- **Goal of the exercise**:
Reproduce the following items verbatim, from the line with "identify any tarnished" up to and including the line with "[289,290,345,323]".

-- start Material provided --

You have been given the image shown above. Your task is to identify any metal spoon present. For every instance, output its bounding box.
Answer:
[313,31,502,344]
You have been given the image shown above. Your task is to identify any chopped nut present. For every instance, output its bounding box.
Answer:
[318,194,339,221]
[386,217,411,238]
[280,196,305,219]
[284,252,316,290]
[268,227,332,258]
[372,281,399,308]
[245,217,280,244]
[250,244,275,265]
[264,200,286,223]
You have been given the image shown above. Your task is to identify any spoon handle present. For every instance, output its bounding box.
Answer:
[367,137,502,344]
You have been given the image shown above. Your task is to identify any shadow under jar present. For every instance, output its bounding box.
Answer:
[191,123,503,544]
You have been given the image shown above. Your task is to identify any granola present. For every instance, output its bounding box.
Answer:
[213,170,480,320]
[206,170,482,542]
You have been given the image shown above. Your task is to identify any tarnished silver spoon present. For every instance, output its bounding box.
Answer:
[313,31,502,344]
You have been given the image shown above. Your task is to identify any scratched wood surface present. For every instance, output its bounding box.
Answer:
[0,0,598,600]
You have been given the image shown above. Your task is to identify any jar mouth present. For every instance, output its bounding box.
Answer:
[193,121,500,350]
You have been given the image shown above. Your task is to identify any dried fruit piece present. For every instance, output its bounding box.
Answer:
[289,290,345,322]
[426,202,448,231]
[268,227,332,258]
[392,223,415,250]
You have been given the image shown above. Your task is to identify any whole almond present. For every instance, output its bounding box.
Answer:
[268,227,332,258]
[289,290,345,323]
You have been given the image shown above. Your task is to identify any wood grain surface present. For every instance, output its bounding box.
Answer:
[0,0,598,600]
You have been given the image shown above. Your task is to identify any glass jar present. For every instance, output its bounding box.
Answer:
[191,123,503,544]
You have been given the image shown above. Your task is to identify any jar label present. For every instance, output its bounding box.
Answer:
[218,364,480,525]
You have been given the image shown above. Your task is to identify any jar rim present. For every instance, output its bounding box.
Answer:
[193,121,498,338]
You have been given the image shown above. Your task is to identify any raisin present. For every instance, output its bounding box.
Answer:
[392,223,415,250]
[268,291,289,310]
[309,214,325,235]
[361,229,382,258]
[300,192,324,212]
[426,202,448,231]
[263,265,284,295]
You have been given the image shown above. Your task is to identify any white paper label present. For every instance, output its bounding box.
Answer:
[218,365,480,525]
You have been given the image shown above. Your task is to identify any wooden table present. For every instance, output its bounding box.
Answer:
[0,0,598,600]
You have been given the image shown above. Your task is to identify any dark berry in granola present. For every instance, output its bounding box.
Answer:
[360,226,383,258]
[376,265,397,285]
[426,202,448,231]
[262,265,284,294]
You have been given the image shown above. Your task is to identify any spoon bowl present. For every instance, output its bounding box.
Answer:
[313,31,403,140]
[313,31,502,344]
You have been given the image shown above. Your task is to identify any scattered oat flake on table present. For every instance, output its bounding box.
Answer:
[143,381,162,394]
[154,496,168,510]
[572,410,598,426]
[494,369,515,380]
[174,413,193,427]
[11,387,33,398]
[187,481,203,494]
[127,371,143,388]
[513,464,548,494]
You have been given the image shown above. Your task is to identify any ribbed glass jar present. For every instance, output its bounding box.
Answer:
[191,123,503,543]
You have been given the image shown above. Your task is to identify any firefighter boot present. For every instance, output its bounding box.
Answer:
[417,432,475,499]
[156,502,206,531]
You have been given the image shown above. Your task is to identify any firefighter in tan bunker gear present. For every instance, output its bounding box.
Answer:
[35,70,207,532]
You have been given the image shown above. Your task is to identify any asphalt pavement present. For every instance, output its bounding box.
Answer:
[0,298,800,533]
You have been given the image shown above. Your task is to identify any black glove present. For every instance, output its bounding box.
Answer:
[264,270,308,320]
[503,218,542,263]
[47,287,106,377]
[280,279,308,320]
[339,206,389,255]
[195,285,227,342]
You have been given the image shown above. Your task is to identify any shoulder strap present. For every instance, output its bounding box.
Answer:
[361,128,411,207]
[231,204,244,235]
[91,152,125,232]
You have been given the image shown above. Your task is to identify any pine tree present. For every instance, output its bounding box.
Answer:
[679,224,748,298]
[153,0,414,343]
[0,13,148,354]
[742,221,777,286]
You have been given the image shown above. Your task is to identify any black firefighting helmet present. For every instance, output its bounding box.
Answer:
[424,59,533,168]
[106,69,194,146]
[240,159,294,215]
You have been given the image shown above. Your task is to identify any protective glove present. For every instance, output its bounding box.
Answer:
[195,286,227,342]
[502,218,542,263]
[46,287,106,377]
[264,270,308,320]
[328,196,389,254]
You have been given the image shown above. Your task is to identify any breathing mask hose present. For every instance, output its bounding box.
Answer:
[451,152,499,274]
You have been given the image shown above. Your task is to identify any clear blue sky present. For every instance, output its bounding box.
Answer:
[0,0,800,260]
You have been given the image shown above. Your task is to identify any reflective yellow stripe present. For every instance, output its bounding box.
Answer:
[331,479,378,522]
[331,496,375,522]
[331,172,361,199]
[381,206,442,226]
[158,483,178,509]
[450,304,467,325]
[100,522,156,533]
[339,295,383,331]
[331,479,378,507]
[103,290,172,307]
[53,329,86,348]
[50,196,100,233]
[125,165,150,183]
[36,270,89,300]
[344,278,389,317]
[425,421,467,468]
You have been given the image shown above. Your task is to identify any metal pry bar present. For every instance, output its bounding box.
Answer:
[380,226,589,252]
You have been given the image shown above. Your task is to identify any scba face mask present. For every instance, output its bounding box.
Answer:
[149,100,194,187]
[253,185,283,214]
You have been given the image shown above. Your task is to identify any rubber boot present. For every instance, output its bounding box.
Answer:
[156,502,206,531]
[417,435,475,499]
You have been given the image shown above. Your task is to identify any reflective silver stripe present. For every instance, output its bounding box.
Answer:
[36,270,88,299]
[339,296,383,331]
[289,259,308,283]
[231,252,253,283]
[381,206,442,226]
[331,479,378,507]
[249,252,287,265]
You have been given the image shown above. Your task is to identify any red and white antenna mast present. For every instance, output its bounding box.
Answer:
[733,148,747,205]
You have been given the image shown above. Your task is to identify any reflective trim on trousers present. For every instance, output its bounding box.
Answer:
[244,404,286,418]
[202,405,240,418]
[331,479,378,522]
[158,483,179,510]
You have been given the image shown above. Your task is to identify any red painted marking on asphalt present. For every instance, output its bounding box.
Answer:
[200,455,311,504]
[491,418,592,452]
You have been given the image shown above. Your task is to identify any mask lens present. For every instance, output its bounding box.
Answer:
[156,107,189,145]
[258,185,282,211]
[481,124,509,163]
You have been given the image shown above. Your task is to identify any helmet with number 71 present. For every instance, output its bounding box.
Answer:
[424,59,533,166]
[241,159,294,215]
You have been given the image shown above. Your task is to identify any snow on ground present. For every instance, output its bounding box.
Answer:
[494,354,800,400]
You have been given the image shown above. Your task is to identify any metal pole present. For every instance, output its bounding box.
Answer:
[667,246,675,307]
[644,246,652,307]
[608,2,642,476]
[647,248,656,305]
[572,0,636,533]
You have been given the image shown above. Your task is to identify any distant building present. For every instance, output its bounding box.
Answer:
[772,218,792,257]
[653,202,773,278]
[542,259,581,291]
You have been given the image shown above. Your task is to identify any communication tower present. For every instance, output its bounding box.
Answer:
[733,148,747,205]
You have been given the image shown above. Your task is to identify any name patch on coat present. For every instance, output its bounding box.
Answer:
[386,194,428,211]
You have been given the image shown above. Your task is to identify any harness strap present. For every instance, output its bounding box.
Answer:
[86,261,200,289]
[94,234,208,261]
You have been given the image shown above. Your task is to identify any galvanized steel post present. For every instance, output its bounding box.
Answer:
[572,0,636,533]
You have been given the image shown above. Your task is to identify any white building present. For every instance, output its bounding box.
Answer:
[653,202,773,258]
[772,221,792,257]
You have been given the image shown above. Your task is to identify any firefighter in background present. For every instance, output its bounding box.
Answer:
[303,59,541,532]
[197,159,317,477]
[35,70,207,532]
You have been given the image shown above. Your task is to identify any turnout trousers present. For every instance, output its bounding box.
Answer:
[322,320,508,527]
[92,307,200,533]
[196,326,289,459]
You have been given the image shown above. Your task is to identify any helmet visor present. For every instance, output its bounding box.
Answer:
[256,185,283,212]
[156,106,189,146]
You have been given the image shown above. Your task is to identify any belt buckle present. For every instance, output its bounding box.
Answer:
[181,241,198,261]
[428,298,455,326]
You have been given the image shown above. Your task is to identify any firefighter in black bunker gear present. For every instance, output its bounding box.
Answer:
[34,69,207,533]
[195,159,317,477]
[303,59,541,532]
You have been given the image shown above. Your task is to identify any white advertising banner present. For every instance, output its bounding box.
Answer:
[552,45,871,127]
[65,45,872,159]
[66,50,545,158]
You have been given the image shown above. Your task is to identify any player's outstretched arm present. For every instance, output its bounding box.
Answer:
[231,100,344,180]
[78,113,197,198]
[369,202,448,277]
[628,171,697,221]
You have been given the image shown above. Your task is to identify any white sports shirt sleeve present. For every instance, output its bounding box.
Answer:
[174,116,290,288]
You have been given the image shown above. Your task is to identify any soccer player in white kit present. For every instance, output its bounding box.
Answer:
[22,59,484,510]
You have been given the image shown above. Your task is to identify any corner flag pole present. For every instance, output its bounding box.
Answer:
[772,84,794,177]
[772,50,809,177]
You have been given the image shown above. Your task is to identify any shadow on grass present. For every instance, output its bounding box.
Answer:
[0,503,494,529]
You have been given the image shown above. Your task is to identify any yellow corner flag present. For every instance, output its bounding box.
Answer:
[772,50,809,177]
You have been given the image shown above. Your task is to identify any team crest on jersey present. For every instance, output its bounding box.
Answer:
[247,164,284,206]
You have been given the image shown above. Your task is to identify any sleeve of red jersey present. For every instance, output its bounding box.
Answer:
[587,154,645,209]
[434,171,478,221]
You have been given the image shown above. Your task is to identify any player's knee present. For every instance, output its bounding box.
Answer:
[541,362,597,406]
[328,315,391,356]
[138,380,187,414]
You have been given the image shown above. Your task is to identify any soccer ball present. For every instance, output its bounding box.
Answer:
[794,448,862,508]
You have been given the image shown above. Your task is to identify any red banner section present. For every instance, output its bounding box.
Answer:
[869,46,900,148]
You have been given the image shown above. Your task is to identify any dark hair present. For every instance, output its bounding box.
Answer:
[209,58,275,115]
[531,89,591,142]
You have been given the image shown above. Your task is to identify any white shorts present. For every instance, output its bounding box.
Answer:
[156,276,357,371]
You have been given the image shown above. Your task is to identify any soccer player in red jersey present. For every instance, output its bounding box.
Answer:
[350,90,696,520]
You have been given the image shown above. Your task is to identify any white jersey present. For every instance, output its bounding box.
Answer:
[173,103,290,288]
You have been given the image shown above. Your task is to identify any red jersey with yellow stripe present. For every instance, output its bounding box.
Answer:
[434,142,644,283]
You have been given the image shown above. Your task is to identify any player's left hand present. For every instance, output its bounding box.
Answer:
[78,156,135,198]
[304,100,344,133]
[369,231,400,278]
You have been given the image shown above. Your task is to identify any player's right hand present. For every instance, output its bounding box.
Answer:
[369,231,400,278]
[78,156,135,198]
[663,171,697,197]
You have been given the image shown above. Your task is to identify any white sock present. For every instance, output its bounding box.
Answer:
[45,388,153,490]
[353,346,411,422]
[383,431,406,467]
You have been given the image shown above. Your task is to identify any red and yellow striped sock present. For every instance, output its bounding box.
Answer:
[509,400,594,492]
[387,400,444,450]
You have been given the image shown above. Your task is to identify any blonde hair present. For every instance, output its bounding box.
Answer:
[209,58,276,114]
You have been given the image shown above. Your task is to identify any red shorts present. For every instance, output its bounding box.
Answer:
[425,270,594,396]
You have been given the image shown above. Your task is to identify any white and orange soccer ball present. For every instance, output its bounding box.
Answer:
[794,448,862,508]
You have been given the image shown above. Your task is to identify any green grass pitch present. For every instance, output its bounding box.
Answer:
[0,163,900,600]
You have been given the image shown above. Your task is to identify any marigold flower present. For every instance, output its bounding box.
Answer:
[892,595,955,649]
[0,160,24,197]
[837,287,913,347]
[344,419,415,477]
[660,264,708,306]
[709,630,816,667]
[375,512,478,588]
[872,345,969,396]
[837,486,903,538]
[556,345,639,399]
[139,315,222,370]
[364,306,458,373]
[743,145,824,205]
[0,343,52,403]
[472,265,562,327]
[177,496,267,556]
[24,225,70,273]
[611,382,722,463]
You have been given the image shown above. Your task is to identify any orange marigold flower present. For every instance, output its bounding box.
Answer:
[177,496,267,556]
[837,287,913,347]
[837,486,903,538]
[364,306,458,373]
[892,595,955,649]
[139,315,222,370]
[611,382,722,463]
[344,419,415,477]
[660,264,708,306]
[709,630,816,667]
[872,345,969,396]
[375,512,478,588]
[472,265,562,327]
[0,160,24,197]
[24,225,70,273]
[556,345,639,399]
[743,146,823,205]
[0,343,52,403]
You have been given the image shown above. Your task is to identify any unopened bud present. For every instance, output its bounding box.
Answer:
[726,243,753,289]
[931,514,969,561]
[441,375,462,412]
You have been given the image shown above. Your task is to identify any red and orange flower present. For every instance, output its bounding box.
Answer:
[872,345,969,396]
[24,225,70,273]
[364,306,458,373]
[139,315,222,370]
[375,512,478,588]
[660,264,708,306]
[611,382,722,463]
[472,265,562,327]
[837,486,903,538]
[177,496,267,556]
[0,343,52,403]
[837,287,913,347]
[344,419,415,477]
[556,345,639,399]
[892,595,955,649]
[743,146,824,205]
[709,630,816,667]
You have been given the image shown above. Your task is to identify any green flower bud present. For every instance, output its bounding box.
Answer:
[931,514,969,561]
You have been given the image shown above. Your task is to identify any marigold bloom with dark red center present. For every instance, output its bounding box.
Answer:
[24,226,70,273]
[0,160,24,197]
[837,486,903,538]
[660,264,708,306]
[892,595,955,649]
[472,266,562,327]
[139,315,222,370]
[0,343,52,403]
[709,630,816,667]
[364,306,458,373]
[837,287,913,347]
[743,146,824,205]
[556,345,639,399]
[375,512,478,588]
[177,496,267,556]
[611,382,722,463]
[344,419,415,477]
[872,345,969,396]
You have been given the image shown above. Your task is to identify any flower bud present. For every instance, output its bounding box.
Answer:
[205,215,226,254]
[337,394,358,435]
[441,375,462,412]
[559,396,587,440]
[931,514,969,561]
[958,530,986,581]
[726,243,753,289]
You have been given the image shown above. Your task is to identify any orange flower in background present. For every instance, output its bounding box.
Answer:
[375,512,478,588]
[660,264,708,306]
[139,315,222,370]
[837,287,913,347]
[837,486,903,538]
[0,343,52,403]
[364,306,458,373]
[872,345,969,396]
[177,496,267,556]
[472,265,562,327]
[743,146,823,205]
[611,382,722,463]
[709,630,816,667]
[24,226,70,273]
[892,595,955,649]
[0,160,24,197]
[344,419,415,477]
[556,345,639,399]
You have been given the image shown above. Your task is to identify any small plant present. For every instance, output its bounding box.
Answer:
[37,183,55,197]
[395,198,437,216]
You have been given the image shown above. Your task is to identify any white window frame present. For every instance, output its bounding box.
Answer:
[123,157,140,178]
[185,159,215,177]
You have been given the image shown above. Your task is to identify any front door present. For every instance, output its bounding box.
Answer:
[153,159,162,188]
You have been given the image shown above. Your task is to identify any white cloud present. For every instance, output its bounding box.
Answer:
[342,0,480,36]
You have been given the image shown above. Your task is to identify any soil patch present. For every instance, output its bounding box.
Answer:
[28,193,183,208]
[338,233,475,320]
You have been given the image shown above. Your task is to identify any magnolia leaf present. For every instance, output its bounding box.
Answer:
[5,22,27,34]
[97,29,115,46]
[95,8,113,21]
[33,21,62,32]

-- end Material provided --

- **Problem solution**:
You have been given the image shown above. Your task is to identify any tarnished silver spoon present. For every instance, output its bounding box.
Answer:
[313,31,502,344]
You have been given the image shown above. Your task is to identify any scratched wood surface present. For every instance, output its bounding box.
Answer:
[0,0,598,600]
You have been given the image shown above. Your task is to identify any jar mouth present. For every instance, output its bounding box.
Answer:
[193,121,500,350]
You have been given the image shown above. Your task is to identify any dried fruit piece present. For every instance, output its bounding box.
Answer:
[289,290,345,322]
[426,202,448,231]
[268,227,332,258]
[392,223,415,250]
You have been given the image shown above. Your task is to identify any whole almond present. For every instance, output its bounding box.
Answer:
[268,227,332,258]
[289,290,345,323]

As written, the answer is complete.